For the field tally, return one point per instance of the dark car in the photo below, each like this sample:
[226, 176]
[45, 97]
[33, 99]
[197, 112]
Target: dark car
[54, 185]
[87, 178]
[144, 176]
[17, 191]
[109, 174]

---

AIM:
Can you output every one of the lines above verbatim, with nothing altered?

RESPONSE TO THE EXERCISE:
For the field tally, return one point per instance of the dark car in the photo below, each like this sample:
[226, 176]
[45, 97]
[33, 99]
[197, 112]
Target: dark car
[54, 185]
[87, 178]
[144, 176]
[17, 191]
[109, 174]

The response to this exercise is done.